What to do: Leave out the pictures and repeat the rest of the material exactly.
□ □ □
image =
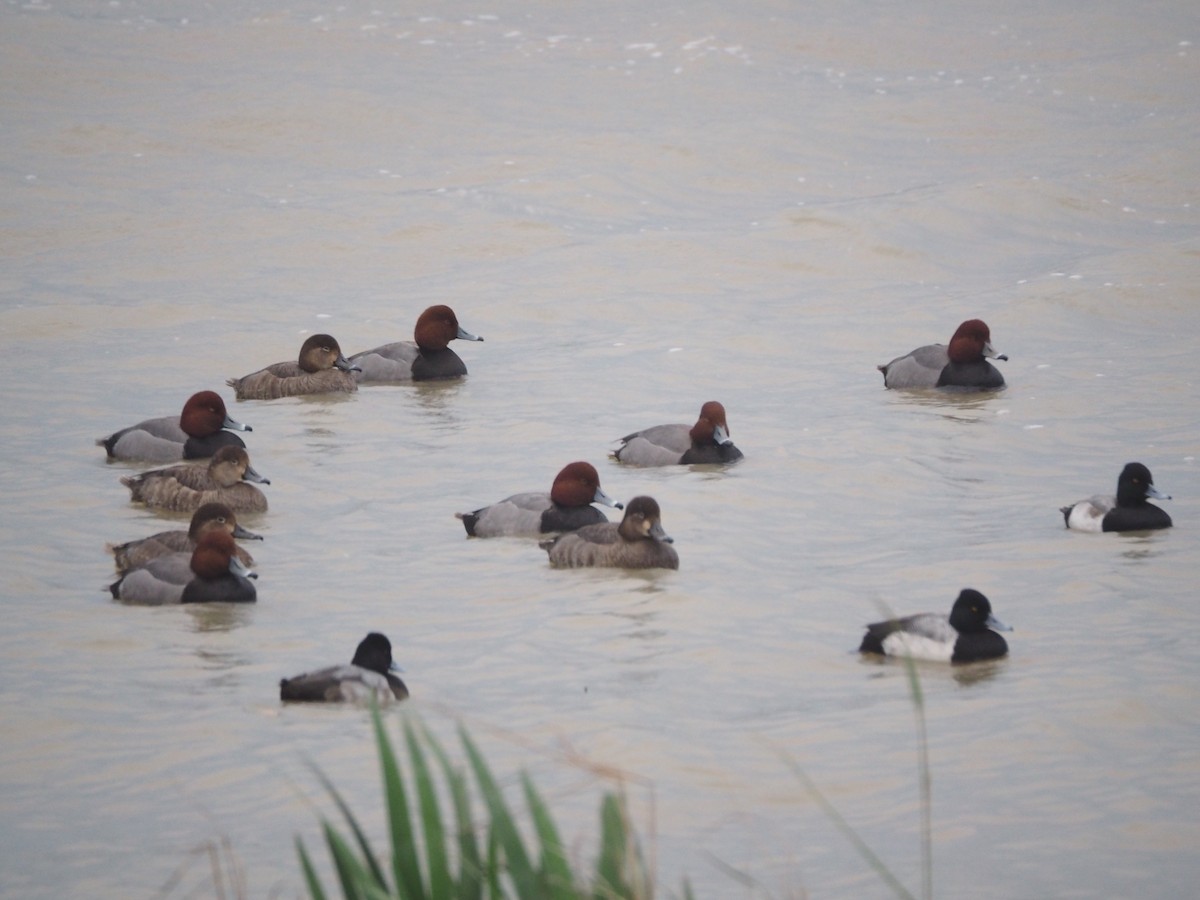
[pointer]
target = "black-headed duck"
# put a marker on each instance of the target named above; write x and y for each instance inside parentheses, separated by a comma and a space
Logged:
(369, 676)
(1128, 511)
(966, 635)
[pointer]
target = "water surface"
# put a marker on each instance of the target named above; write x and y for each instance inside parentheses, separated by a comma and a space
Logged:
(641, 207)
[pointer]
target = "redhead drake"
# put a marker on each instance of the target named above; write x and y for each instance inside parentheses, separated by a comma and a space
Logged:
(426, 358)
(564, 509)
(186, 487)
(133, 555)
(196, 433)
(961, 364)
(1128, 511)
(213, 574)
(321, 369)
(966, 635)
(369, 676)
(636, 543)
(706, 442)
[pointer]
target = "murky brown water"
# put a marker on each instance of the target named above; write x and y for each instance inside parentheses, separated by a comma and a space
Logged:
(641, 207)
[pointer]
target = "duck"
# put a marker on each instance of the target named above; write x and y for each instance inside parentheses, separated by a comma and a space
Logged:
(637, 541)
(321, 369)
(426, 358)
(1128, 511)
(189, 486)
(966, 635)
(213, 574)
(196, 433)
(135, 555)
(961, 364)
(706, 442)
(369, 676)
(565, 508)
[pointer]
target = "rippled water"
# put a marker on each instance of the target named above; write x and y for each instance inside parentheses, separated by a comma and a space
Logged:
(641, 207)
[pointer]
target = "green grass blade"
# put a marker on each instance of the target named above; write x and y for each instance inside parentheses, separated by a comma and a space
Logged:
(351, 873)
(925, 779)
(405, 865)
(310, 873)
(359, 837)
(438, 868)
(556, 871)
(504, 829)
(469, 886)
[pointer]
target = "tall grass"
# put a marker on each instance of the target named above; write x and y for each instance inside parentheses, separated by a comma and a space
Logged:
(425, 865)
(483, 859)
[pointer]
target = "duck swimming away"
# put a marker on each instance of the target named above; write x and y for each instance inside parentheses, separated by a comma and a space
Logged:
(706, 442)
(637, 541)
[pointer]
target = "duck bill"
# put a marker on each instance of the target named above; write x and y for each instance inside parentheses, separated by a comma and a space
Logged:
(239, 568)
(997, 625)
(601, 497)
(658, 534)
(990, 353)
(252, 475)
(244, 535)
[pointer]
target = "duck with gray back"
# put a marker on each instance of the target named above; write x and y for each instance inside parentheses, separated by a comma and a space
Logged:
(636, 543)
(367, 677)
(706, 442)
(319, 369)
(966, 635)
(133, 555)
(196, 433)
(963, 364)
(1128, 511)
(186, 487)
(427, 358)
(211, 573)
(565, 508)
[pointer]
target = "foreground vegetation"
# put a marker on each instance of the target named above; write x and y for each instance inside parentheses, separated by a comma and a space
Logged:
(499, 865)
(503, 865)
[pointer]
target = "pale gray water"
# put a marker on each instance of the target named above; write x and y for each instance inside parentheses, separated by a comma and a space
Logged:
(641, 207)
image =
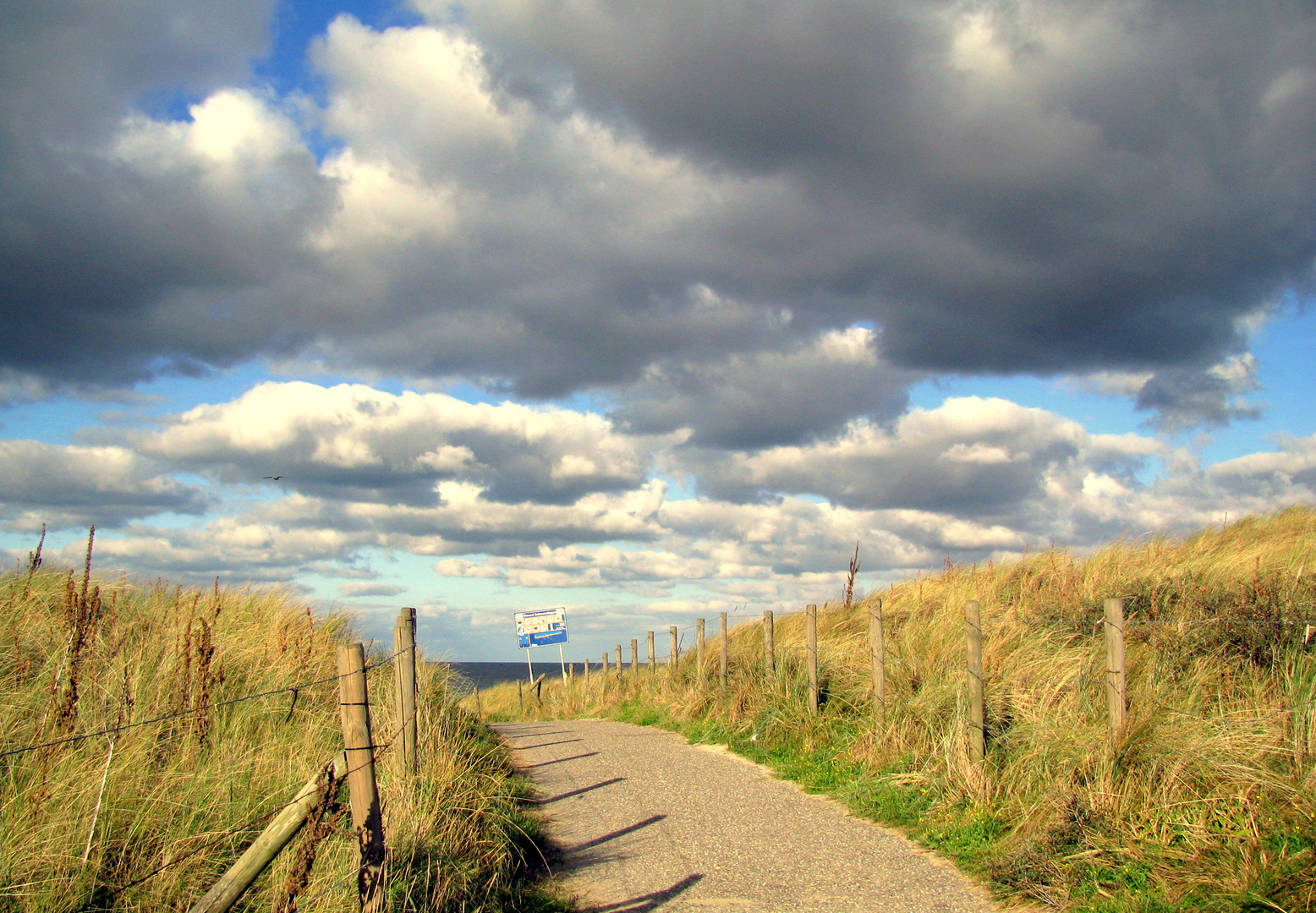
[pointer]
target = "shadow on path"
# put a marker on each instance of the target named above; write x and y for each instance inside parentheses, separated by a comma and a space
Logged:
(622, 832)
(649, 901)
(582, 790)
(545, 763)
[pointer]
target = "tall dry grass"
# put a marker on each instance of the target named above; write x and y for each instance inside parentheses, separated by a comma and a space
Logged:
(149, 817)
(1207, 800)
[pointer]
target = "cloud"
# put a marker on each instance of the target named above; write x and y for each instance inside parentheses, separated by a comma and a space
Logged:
□ □ □
Finished task:
image =
[pointer]
target = "black-headed duck"
# put a marker on each instance of the target named above; write x and y for each instance inside parentheses, separated by a comma and a space
Logged:
(369, 676)
(1128, 511)
(966, 635)
[pointer]
target = "water surface"
# put a marker on each instance of the target named above; write x and y for each instance inside parentheses, separated by a comma and a space
Logged:
(641, 207)
[pointer]
target = "redhead drake"
# put a marker on each instance of the target named above; write x and y for each instance inside parentheses, separated by a comma and a space
Logged:
(426, 358)
(564, 509)
(186, 487)
(133, 555)
(196, 433)
(961, 364)
(1128, 511)
(213, 574)
(321, 369)
(966, 635)
(369, 676)
(636, 543)
(706, 442)
[pointer]
target = "murky brown water"
# put a marker on each instance of the target named above; write x and y for each instance inside parentheses, separated by a comma and a space
Logged:
(641, 207)
[pointer]
target = "duck"
# put a marker on each instance of the target named above; write x and y for each instance inside parentheses, separated by a comma and a space
Logged:
(637, 541)
(321, 369)
(426, 358)
(1128, 511)
(189, 486)
(966, 635)
(213, 574)
(196, 433)
(135, 555)
(961, 364)
(706, 442)
(369, 676)
(565, 508)
[pointer]
target = "rippled water"
# put a marker on each instance of the target named above; write x and y for each instance inside parentheses, separated by a comma and a space
Logged:
(641, 207)
[pointer]
target = "green grass blade"
# put a marker on each instance of the target named above; write x and y for each instance inside parentheses, separated by a comma and a space
Logged:
(351, 873)
(925, 779)
(405, 865)
(310, 873)
(359, 837)
(438, 868)
(556, 871)
(504, 829)
(469, 886)
[pointer]
target = "tall grass"
# put a marker on each instance of the target named above; write x and y for each instance inside parentheses, separated by a comma and a space
Logged:
(425, 865)
(483, 859)
[pointer]
target = "duck swimming away"
# put a marker on each instance of the target named above; write x and y for each instance inside parentheses, separated by a comma and a space
Logged:
(706, 442)
(637, 541)
[pointer]
target = "duck bill"
# put a marker on each instance of the target named above; write x and y for each instance inside parentheses, separated by a comma and a space
Logged:
(239, 568)
(997, 625)
(601, 497)
(658, 534)
(990, 353)
(252, 475)
(244, 535)
[pointer]
target = "duck with gray back"
# put a marker on each instance of the target named above; write x and y for each instance inside parentheses, separated by a comma and a space
Logged:
(636, 543)
(367, 677)
(706, 442)
(319, 369)
(966, 635)
(133, 555)
(196, 433)
(963, 364)
(1128, 511)
(186, 487)
(427, 358)
(211, 573)
(565, 508)
[pointer]
target = "foreground vegetation"
# put a marker on each instance of the target named above; write x and y for each instance inside parentheses, separated by a comma and a space
Logged:
(499, 865)
(503, 865)
[pointer]
target = "pale gray water"
# put a marker on each instance of the target named above; write x and y for each instance inside parentheses, separated by a comma and a space
Logged:
(641, 207)
image =
[pointer]
target = "shadow on path"
# put a marker on each instance of the target named above; write x and y for each instance inside parentheses, separated by a comma and a space
Logged:
(622, 832)
(649, 901)
(582, 790)
(545, 763)
[pointer]
target = "tall dry grass"
# put a marker on each instance of the target named above; write x and y for each instance inside parentheses, separated by a comma and a space
Logged:
(149, 817)
(1207, 800)
[pointer]
target = "cloud"
# put a marker on each instance of the target named above; write x and y for each instance inside parentheses, separated by a comma and a space
Logged:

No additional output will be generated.